[Start]
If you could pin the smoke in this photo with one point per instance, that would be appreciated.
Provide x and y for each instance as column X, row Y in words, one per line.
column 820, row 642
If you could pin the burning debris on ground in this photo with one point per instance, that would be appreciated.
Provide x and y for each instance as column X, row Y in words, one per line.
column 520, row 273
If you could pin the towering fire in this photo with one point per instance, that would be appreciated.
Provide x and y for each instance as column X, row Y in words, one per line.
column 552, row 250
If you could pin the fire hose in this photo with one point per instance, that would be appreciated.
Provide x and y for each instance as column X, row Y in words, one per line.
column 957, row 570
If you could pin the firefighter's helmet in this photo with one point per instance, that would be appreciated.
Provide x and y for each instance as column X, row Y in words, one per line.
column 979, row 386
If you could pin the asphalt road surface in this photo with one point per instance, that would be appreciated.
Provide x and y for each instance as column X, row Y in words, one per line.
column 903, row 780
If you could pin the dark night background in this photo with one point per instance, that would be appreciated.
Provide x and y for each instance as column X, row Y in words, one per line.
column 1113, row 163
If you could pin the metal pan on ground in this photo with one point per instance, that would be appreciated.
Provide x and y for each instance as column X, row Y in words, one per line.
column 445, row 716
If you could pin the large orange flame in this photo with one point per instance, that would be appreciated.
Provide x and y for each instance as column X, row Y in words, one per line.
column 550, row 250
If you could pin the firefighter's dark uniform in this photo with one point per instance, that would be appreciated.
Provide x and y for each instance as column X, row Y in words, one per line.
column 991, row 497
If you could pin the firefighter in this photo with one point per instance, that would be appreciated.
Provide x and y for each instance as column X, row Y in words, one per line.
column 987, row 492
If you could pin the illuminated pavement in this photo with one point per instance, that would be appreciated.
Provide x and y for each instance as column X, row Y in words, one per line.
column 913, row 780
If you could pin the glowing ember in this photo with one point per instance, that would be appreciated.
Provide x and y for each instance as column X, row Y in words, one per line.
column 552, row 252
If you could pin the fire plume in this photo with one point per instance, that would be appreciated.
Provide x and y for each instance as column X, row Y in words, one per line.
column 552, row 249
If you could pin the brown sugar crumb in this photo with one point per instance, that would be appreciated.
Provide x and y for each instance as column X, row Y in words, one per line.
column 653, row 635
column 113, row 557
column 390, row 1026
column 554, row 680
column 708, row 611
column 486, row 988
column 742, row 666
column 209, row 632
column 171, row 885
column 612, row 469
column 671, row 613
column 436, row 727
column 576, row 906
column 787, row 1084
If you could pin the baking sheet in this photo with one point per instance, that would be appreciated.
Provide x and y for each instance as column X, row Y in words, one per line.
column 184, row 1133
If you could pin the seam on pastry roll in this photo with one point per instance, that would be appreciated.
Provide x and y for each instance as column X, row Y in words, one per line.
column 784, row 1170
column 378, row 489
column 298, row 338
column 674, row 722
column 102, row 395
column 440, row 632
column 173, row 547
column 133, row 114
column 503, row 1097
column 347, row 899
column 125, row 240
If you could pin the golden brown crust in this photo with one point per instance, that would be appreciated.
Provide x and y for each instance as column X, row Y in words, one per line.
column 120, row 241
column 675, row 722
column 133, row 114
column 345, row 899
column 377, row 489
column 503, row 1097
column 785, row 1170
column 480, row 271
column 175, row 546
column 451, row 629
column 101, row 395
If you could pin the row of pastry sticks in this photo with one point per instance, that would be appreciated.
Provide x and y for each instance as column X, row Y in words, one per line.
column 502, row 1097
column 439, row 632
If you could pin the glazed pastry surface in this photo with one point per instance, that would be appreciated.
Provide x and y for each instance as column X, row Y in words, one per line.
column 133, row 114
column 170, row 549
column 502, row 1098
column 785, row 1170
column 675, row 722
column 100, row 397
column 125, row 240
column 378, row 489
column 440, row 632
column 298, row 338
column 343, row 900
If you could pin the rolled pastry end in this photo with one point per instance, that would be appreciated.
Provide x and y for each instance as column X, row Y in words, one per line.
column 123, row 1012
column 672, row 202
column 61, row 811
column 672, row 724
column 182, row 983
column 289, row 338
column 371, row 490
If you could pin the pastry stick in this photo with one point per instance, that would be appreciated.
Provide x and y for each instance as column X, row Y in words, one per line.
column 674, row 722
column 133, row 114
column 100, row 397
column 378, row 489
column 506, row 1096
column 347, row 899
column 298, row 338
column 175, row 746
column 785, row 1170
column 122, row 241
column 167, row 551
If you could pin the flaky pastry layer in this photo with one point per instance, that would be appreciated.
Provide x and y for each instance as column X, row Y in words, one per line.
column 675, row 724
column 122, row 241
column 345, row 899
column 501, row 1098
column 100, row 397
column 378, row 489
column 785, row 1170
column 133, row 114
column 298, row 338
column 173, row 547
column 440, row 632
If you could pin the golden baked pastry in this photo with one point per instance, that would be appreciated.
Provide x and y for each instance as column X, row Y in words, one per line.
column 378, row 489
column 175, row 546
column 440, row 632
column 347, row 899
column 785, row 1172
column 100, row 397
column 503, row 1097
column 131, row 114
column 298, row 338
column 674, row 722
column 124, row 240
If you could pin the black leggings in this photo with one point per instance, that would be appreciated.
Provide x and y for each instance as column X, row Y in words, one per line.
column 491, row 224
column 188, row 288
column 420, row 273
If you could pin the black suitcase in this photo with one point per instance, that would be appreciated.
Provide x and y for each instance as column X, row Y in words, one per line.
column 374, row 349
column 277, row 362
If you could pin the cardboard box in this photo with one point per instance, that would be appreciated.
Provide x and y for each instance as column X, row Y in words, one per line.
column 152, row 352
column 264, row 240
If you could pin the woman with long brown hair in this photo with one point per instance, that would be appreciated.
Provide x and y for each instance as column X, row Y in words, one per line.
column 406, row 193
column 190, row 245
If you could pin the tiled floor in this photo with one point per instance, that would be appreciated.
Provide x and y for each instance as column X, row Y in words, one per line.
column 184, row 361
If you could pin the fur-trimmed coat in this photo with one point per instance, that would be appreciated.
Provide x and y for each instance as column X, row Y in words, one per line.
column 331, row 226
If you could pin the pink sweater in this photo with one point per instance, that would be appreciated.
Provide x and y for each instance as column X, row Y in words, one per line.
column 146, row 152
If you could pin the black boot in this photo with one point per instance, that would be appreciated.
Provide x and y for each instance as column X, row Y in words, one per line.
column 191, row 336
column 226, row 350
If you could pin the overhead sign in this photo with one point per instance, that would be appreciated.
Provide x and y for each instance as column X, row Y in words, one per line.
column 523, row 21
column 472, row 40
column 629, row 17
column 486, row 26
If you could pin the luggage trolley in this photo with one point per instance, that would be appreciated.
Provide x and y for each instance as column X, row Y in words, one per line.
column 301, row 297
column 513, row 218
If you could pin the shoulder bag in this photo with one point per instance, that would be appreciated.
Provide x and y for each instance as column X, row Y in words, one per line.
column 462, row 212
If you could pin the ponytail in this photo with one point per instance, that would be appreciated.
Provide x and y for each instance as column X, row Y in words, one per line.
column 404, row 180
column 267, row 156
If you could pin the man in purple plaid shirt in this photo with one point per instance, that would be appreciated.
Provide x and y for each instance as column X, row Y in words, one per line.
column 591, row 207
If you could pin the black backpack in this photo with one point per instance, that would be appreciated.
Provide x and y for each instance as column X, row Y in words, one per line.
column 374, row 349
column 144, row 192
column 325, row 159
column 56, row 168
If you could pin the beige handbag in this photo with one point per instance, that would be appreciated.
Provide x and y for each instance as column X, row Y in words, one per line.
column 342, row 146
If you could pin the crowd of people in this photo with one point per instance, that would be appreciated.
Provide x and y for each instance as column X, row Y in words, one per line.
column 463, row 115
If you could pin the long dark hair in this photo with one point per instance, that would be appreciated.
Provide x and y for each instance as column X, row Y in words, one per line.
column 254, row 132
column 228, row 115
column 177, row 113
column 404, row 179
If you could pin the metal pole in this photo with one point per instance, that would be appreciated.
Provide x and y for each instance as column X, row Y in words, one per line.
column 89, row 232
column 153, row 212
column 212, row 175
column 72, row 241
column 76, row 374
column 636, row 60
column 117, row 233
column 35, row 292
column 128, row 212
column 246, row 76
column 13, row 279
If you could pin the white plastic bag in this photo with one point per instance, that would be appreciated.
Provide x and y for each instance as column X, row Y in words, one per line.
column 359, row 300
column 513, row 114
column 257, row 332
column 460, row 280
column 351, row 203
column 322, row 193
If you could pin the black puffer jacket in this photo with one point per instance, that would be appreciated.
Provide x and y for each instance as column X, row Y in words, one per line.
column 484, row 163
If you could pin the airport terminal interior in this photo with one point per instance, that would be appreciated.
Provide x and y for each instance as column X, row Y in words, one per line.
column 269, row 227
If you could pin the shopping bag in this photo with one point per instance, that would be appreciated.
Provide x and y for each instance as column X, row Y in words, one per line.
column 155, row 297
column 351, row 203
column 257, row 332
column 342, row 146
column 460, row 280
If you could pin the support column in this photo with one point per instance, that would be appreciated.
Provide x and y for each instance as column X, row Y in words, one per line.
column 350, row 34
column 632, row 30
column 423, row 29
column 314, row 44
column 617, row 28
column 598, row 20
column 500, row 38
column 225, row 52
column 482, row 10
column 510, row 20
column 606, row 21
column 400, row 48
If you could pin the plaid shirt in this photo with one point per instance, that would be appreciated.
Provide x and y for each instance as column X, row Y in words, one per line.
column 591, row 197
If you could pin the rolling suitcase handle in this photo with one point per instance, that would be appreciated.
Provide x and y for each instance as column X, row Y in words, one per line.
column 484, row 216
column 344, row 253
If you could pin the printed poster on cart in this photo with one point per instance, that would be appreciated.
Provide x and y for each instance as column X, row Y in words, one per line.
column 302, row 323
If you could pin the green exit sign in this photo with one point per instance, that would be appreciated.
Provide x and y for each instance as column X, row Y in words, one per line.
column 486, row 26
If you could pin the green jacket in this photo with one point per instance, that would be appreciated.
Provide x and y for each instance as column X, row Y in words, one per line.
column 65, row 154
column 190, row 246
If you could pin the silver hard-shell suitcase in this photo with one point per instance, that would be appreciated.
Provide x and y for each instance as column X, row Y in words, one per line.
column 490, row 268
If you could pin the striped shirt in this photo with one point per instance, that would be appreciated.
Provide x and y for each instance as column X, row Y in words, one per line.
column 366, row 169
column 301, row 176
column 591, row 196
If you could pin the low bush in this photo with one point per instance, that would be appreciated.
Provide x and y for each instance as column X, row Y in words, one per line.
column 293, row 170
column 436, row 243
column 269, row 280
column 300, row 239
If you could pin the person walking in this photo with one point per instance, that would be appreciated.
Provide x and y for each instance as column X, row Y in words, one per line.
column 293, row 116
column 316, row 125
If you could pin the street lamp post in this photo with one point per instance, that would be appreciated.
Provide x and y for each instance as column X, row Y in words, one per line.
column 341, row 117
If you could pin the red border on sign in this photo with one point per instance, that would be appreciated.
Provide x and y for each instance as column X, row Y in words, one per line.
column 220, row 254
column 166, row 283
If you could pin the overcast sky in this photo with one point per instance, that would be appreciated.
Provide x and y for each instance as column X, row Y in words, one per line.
[End]
**WHAT YOU HAVE TO DO**
Can you render the data as a numbered list, beginning at the line that contains "If you could pin the towering" and stopping after the line that contains "column 957, row 570", with any blank lines left out?

**THE ANSWER**
1. If you could pin the towering fire in this photo with one point per instance, that would be appreciated.
2. Provide x and y for each instance as column X, row Y in words, one per line.
3. column 552, row 250
4. If you could pin the fire hose in this photo with one point per instance, that would be appreciated.
5. Provide x and y for each instance as column X, row Y in words, one per line.
6. column 957, row 570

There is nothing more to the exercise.